▸ **WHAT TO DO**
Look through the entries below and count the lines with "white" in them; the reply is the number alone.

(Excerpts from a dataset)

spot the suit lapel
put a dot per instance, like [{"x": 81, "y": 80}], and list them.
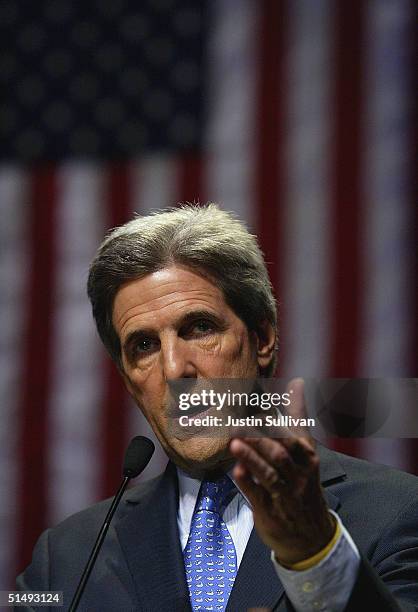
[
  {"x": 150, "y": 541},
  {"x": 256, "y": 584}
]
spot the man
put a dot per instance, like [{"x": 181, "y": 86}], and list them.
[{"x": 231, "y": 524}]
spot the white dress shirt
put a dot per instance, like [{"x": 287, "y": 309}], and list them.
[{"x": 326, "y": 587}]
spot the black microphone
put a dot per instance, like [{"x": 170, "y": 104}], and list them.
[{"x": 137, "y": 457}]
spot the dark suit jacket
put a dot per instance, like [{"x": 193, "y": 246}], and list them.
[{"x": 140, "y": 567}]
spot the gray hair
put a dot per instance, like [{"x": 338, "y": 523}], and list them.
[{"x": 203, "y": 238}]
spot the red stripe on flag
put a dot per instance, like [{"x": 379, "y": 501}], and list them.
[
  {"x": 190, "y": 179},
  {"x": 412, "y": 449},
  {"x": 114, "y": 415},
  {"x": 346, "y": 193},
  {"x": 270, "y": 164},
  {"x": 347, "y": 189},
  {"x": 32, "y": 507}
]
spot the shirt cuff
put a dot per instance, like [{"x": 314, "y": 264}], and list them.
[
  {"x": 317, "y": 557},
  {"x": 327, "y": 585}
]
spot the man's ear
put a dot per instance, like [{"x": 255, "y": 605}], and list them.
[
  {"x": 126, "y": 380},
  {"x": 266, "y": 342}
]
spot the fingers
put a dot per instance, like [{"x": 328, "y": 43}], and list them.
[{"x": 268, "y": 475}]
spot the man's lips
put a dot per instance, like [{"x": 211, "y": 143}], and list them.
[{"x": 174, "y": 412}]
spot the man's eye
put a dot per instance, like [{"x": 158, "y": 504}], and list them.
[
  {"x": 144, "y": 346},
  {"x": 202, "y": 327}
]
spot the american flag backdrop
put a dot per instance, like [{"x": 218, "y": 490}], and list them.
[{"x": 299, "y": 115}]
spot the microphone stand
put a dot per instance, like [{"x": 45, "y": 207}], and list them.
[{"x": 98, "y": 545}]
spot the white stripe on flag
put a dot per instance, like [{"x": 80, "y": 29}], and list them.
[
  {"x": 231, "y": 100},
  {"x": 388, "y": 319},
  {"x": 306, "y": 274},
  {"x": 153, "y": 183},
  {"x": 13, "y": 267},
  {"x": 77, "y": 373}
]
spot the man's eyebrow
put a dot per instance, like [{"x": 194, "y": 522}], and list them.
[
  {"x": 134, "y": 336},
  {"x": 187, "y": 319},
  {"x": 195, "y": 315}
]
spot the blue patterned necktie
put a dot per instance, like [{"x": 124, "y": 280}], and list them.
[{"x": 210, "y": 558}]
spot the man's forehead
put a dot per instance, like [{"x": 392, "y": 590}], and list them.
[{"x": 174, "y": 287}]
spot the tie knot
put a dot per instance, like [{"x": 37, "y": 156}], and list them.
[{"x": 216, "y": 495}]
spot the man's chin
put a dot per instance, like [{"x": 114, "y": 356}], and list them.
[{"x": 203, "y": 457}]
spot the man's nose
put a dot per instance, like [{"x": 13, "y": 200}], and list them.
[{"x": 177, "y": 359}]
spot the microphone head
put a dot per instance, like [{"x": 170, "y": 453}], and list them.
[{"x": 137, "y": 456}]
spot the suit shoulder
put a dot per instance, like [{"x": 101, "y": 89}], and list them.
[
  {"x": 378, "y": 483},
  {"x": 90, "y": 519}
]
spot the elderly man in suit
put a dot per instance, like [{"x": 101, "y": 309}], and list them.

▸ **TASK RESULT**
2